> GOAL
Rewrite the lines of this material, putting "leaf cluster" wherever "moss leaf rosette" appears and leaving everything else the same.

Dataset excerpt
══════════

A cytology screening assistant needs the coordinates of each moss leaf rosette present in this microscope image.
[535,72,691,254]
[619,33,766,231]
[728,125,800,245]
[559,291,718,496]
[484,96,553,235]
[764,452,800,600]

══════════

> REPLY
A cytology screening assistant needs the coordinates of each leaf cluster present in this microscope image.
[535,72,691,254]
[619,33,766,231]
[728,125,800,245]
[559,291,718,496]
[484,96,553,235]
[764,452,800,600]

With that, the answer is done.